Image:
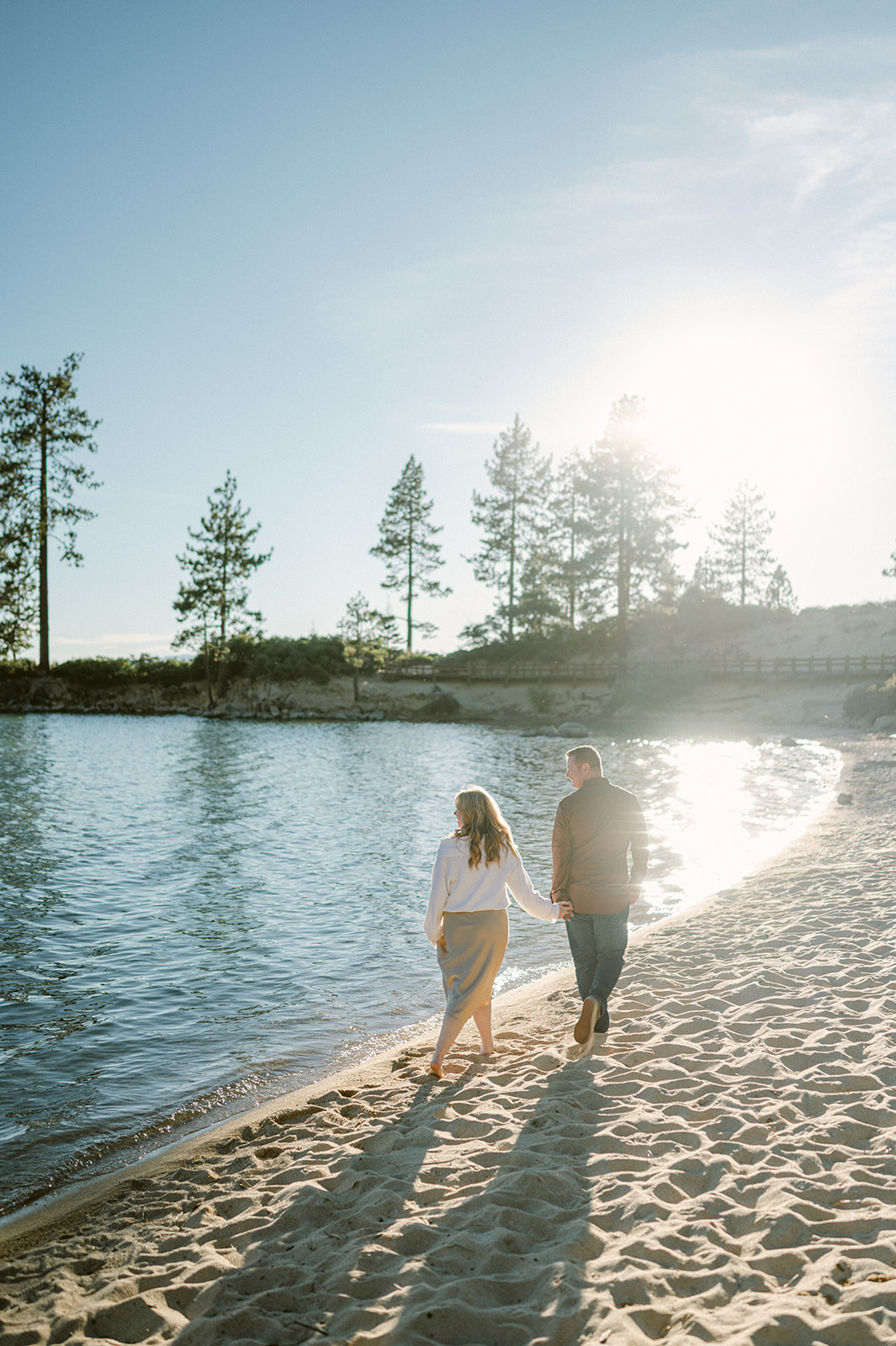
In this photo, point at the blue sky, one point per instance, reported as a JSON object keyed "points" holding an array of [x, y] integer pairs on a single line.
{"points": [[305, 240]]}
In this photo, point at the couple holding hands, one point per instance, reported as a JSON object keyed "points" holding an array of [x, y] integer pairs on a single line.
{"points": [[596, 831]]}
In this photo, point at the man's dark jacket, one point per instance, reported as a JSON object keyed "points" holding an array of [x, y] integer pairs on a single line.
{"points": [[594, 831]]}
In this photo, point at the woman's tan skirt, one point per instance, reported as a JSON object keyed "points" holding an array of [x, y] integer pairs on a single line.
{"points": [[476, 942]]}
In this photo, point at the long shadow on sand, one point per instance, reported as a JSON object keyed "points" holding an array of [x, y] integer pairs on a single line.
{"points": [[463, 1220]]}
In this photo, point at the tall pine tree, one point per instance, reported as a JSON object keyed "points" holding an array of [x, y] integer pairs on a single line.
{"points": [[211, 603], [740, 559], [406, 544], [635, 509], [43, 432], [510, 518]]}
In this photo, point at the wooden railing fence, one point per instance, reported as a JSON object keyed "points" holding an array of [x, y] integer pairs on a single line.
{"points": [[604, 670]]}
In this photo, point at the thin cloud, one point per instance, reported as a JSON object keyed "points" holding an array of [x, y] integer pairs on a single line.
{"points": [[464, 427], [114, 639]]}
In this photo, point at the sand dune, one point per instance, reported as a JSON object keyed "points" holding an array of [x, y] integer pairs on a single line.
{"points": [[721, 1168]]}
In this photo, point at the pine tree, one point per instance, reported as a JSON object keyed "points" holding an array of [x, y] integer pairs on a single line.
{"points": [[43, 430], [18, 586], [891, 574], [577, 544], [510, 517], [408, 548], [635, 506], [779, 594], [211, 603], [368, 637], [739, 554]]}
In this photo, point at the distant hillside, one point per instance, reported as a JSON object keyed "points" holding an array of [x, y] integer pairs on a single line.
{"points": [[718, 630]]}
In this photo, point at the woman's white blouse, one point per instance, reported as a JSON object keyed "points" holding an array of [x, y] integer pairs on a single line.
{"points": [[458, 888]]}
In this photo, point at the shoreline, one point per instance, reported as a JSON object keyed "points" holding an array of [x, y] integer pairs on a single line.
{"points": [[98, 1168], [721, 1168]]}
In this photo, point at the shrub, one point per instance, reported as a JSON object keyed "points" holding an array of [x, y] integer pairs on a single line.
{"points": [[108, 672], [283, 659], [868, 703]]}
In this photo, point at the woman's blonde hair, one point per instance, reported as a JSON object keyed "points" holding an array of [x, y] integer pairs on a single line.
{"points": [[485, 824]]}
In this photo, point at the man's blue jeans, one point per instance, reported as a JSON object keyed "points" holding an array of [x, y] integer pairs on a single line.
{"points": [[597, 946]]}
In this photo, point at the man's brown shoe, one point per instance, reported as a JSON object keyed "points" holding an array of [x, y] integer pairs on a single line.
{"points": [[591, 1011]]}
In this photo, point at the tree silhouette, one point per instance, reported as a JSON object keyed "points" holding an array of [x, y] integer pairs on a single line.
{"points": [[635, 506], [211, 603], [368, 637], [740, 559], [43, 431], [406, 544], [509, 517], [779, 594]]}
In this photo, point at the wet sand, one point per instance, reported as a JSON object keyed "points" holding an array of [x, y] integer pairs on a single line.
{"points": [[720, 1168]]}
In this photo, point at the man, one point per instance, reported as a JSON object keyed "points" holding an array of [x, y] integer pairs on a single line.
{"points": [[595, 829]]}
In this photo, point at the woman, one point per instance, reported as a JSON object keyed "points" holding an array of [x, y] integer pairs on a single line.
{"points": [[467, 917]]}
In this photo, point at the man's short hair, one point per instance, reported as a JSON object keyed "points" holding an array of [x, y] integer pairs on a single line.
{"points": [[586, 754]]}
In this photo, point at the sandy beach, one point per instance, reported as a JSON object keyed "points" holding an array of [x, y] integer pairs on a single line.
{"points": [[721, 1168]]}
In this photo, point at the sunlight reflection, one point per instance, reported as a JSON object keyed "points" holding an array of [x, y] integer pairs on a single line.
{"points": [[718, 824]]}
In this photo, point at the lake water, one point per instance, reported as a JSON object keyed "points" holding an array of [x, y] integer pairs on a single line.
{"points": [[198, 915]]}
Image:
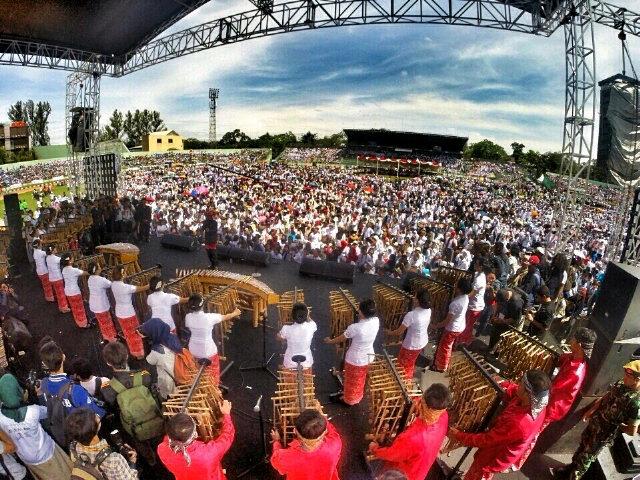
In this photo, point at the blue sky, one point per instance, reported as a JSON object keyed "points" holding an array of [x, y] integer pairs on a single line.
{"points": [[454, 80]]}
○ ○ ○
Copy out the listing word for word, starting with the line containing "In this photo, point at the man's short" and continuing through the end of the listing. Omit the pictures.

In this photo, point at the man's short hair, one point per instance, reported as a JSON object keyed "points" holding an array of [x, y] integer pairs on a single line.
{"points": [[586, 754]]}
In this photo, point at the sandy beach, one point per instance, reported as a JSON object keyed "points" holding an array of [x, y] integer pairs on a single line.
{"points": [[721, 1168]]}
In this photo, point at the sunlight reflection, one point per instance, reported as a JSON object keyed "points" holding an array of [x, y] integer pairs on a single line.
{"points": [[718, 824]]}
In this photo, point at the lake water, one point per instance, reported as a JSON object keyed "points" holding an array of [x, y] integer pairs on a single line.
{"points": [[198, 915]]}
Image:
In this photo, point at the blue sky, one point per instance, reported as a JSON object keyed "points" holding an array of [x, y] integer pairs on a single line.
{"points": [[454, 80]]}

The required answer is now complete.